• Short problem 1
Repeat the part of the implicit differentiation text between "Since the equation" and "get the following.", inclusive.

• Supplied text
We can do the same trick again to find the derivative of of the term ‘\(y\)’ with respect to~\(x\): putting \(w=y\) we get

\[ \frac{dw}{dx} = \frac{dw}{dy}\frac{dy}{dx} = 1.\frac{dy}{dx} = \frac{dy}{dx} \]

so that \(\frac{d}{dx}(y)=\frac{dy}{dx}\) (perhaps not so surprising!). Hence differentiating our equation \(y^3+y=x^2+x\) with respect to \(x\) gives us

\[ 3y^2\frac{dy}{dx} + \frac{dy}{dx} = 2x + 1 \]

and we can rearrange to get

\[ \frac{dy}{dx}(3y^2+1)=2x+1 \]

and hence

\[ \frac{dy}{dx} = \frac{2x+1}{3y^2+1}. \]

(Note that since \(3y^2+1> 0\) for all \(y\), we have no problems dividing here.)\

Remark 11.1

Since the equation we started with relating \(y\) and \(x\) was an implicit equation, we don’t have a problem with \(\frac{dy}{dx}\) being written in terms of both \(x\) and \(y\).

Generalising the methods used in the above example we get the following.

Theorem 11.2 (Differentiating \(f(y)\) with respect to \(x\))

\[ \frac{d}{dx}(f(y))=f'(y).\frac{dy}{dx} \]

(That is, to differentiate a function of \(y\) with respect to \(x\), first differentiate with respect to \(y\) then multiply by \(\frac{dy}{dx}\).)

Example 11.6

Let \(y^3 + 4x = x^2 + \frac{1}{y}\) for \(y\neq 0\). Find \(\frac{dy}{dx}\).

Solution.
As before, we start with our implicit equation \(y^3 + 4x = x^2 + \frac{1}{y}\) and differentiate both sides with respect to \(x\).

• Short problem 2
Report each line of the entries below that contains the string "bear", matching case.

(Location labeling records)
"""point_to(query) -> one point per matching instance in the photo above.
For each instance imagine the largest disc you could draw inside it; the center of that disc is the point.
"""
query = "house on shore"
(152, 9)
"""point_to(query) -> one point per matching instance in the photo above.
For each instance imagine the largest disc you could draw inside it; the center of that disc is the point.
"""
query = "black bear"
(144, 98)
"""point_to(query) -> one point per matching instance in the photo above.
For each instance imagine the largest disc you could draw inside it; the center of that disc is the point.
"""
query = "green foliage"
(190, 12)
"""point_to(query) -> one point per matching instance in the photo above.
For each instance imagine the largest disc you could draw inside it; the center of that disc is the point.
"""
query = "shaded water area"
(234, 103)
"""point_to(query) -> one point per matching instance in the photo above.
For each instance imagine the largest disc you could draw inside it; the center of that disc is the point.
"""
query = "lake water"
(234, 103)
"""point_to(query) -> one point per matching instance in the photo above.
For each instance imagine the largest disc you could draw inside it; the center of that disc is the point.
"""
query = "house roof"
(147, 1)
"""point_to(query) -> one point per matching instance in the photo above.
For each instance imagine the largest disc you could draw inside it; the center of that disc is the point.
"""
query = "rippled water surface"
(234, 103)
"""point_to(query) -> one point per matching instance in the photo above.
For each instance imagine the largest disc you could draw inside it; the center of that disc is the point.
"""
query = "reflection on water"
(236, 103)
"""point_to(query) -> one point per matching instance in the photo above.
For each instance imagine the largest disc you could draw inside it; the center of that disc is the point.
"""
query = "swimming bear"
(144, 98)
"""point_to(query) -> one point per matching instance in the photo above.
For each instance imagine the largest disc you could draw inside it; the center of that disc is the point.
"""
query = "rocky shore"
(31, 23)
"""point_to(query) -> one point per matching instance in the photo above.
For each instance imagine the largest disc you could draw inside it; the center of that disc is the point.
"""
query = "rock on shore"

• Response 1
Since the equation we started with relating \(y\) and \(x\) was an implicit equation, we don’t have a problem with \(\frac{dy}{dx}\) being written in terms of both \(x\) and \(y\).

Generalising the methods used in the above example we get the following.

• Response 2
query = "black bear"
query = "swimming bear"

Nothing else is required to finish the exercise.